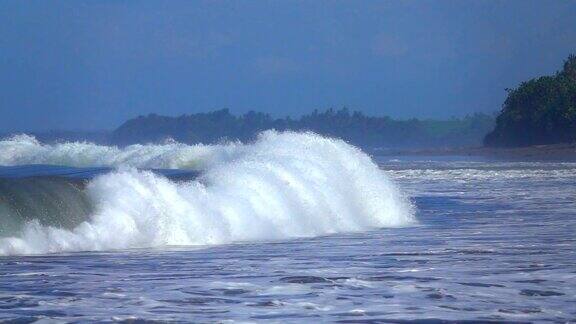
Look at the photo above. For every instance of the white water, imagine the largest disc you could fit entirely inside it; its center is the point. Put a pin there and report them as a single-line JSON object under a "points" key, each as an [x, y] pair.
{"points": [[285, 185], [25, 149]]}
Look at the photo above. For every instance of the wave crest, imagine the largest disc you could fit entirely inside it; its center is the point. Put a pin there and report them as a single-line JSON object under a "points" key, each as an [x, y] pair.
{"points": [[284, 185]]}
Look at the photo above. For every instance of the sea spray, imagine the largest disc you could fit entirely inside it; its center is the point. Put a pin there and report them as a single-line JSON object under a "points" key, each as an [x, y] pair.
{"points": [[284, 185]]}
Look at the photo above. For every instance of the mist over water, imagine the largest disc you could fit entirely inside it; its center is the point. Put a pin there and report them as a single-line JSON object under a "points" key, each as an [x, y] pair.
{"points": [[284, 185]]}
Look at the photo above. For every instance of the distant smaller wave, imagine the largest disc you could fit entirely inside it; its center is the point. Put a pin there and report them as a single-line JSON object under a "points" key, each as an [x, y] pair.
{"points": [[25, 149]]}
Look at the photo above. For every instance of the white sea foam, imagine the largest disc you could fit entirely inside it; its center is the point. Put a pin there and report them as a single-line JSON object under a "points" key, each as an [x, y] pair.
{"points": [[284, 185], [25, 149]]}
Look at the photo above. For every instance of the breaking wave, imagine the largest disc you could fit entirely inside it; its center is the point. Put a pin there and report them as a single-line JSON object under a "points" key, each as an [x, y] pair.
{"points": [[284, 185]]}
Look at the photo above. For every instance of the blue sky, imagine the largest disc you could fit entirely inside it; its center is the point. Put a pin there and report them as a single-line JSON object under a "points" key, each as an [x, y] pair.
{"points": [[94, 64]]}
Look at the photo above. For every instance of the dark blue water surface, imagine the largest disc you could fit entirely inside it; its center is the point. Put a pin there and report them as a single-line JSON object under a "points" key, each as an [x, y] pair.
{"points": [[495, 242]]}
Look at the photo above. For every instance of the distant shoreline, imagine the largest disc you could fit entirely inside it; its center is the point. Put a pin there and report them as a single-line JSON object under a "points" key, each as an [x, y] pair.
{"points": [[553, 152]]}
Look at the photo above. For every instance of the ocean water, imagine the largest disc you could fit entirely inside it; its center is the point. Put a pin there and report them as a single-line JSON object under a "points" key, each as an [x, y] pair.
{"points": [[291, 228]]}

▸ **EXERCISE DIRECTIONS**
Retype everything in the material word for word, minus pictures.

▸ **SOLUTION TO THE PROBLEM**
Look at the photo above. For every instance of the white water, imagine the largest disc you could fit entirely inside it; its center is the point. Put a pin there and report them as a single-line JSON object under a "points" key, each as an [x, y] pair.
{"points": [[285, 185], [25, 149]]}
Look at the photo above. For every instance of the wave crest, imagine the largest disc you could fit entirely inside it; its center is the point. Put a pin there and report them as a single-line JSON object under a "points" key, each as an [x, y] pair.
{"points": [[284, 185]]}
Look at the photo above. For every instance of the sea spray, imagine the largest disc you could fit entirely inside it; its center is the point. Put a pin there and report them as a single-line JSON object under a "points" key, each as an [x, y] pair.
{"points": [[284, 185]]}
Look at the photo above. For every instance of the mist over water, imagine the largest disc you could fit entirely inside it; its center is the point. Put a pin there and report them as a single-line JSON object under a "points" key, each as an [x, y] pair.
{"points": [[284, 185]]}
Look at the photo above. For every instance of the distant smaller wave, imagine the largest disc you could fit entirely inside it; its center is the point. Put a pin there and report them as a single-line JSON object under a "points" key, each as an [x, y] pair.
{"points": [[25, 149]]}
Look at the photo above. For every instance of the white sea foam, imagine the largest disc you could fit entirely inside it; its center is the point. Put a pin there and report them as a single-line JSON object under a "points" key, each as an [x, y] pair.
{"points": [[284, 185], [25, 149]]}
Look at the photo above. For every instance of the breaking wave, imagine the largest disc you could fit entirely inside it; its center is the point. Put a pin there and report them as a single-line JSON object under a "points" key, each as an [x, y] pair.
{"points": [[284, 185]]}
Look at the photo above. For every instance of the blue sky, imagine the largest disc you could fit entirely inside it; its center is the point. Put a pin there and report them as a single-line JSON object under a "points" key, each as an [x, y] pair.
{"points": [[94, 64]]}
Look at the photo above. For every instance of the dark blue water surface, imagine the largest disc you could fit entirely inside it; its center is the point. Put a pin there and report them as a single-line JSON object under a "points" key, each as an [x, y] pair.
{"points": [[495, 242]]}
Look at the photo above. For every instance of the distant shoreline, imagine the largest disc you could fit entirely inside it; its center is the point. Put a pin there and report them as a single-line JSON object under a "points" key, each as an [x, y] pair.
{"points": [[553, 152]]}
Look at the photo above. For every instance of the ocean water, imagine the largest disc you could fit entirely inside it; its center is the point. Put a pin there and report them as a single-line JSON object under a "points" key, each as an [x, y] pair.
{"points": [[291, 228]]}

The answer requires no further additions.